SHORT TASK:
Answer these from the fund restrictions text below:
(a) What share of total assets in one industry counts as concentrating investments under the SEC staff position?
(b) What does the concentration restriction not apply to?
(c) What must a fund keep so that certain obligations are not treated as creating a senior security?

EXTRACT PROVIDED:
Industry Concentration.
The Fund will not purchase any
security which would cause the Fund to concentrate its
investments in the securities of issuers primarily engaged in
any one industry except as permitted by the Securities and
Exchange Commission.
Comment.
The present position of the staff of the
Division of Investment Management of the Securities and Exchange
Commission is that a mutual fund will be deemed to have
concentrated its investments in a particular industry if it
invests 25% or more of its total assets in securities of
companies in any single industry. This restriction does not
apply to obligations issued or guaranteed by the United States
Government and its agencies or instrumentalities or to cash
equivalents. The Fund will comply with this position but will be
able to use a different percentage of assets without seeking
shareholder approval if the SEC should subsequently allow
investment of a larger percentage of assets in a single
industry. Such a change will not be made without providing prior
notice to shareholders.
Senior Securities.
The Fund may not issue senior
securities, except as permitted under the Investment Company Act
of 1940 or any rule, order or interpretation under the Act.
Comment.
Generally, a senior security is an obligation of
a Fund which takes precedence over the claims of fund
shareholders. The Investment Company Act generally prohibits a
fund from issuing senior securities, with limited exceptions.
Under SEC staff interpretations, funds may incur certain
obligations (for example, to deliver a foreign currency at a
future date under a forward foreign currency contract) which
otherwise might be deemed to create a senior security, provided
the fund maintains a segregated account containing liquid
securities having a value at least equal to the future
obligations.

DATASET EXCERPT:
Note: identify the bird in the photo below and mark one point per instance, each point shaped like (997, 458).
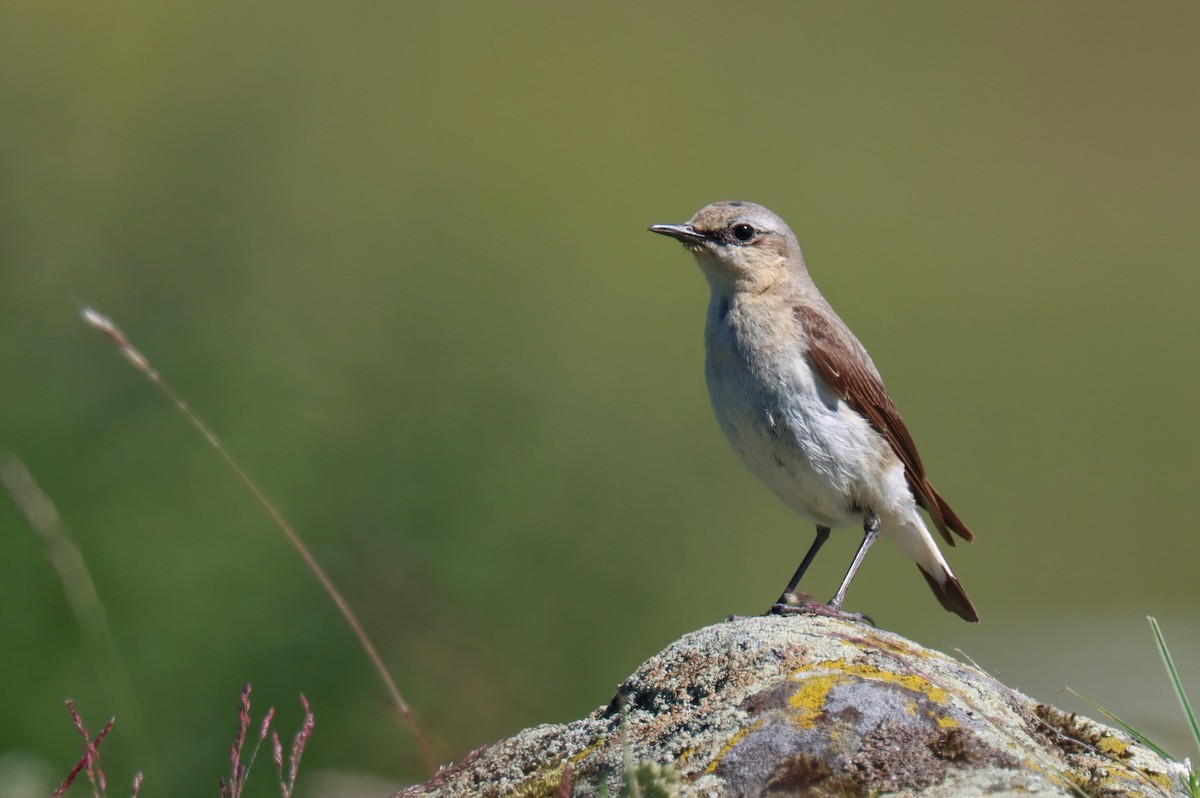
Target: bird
(804, 407)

EXERCISE RESULT:
(a) 25% or more of its total assets.
(b) Obligations issued or guaranteed by the United States Government and its agencies or instrumentalities, and cash equivalents.
(c) A segregated account containing liquid securities worth at least as much as the future obligations.